DESCRIPTION OF THE TASK → Transcribe the records underneath word for word, and leave no line out.

[Saved entries]

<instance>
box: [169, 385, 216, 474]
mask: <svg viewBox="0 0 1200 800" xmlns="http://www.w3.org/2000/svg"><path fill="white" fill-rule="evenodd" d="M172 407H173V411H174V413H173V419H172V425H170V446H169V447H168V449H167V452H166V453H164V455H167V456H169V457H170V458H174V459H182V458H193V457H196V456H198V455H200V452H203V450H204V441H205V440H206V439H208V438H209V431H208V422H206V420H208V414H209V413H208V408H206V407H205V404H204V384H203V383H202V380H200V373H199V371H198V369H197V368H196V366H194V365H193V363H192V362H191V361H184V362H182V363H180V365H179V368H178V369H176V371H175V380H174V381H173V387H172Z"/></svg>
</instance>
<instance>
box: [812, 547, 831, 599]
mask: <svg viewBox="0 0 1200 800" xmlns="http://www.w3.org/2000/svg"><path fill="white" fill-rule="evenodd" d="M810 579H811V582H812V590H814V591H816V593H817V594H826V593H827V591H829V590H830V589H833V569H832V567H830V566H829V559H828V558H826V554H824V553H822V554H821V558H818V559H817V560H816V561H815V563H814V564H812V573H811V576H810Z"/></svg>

SOLUTION FOR THIS EXERCISE →
<instance>
box: [169, 385, 216, 474]
mask: <svg viewBox="0 0 1200 800" xmlns="http://www.w3.org/2000/svg"><path fill="white" fill-rule="evenodd" d="M172 407H173V411H174V413H173V419H172V425H170V446H169V447H168V449H167V452H166V453H164V455H167V456H169V457H170V458H174V459H182V458H193V457H196V456H198V455H200V452H203V450H204V441H205V440H206V439H208V438H209V431H208V422H206V420H208V414H209V413H208V408H206V407H205V404H204V384H203V383H202V380H200V373H199V371H198V369H197V368H196V366H194V365H193V363H192V362H191V361H184V362H182V363H180V365H179V368H178V369H176V371H175V380H174V381H173V387H172Z"/></svg>
</instance>
<instance>
box: [812, 547, 831, 599]
mask: <svg viewBox="0 0 1200 800" xmlns="http://www.w3.org/2000/svg"><path fill="white" fill-rule="evenodd" d="M810 579H811V582H812V590H814V591H816V593H817V594H826V593H827V591H829V590H830V589H833V569H832V567H830V566H829V559H828V558H826V554H824V553H822V554H821V558H818V559H817V560H816V561H815V563H814V564H812V573H811V576H810Z"/></svg>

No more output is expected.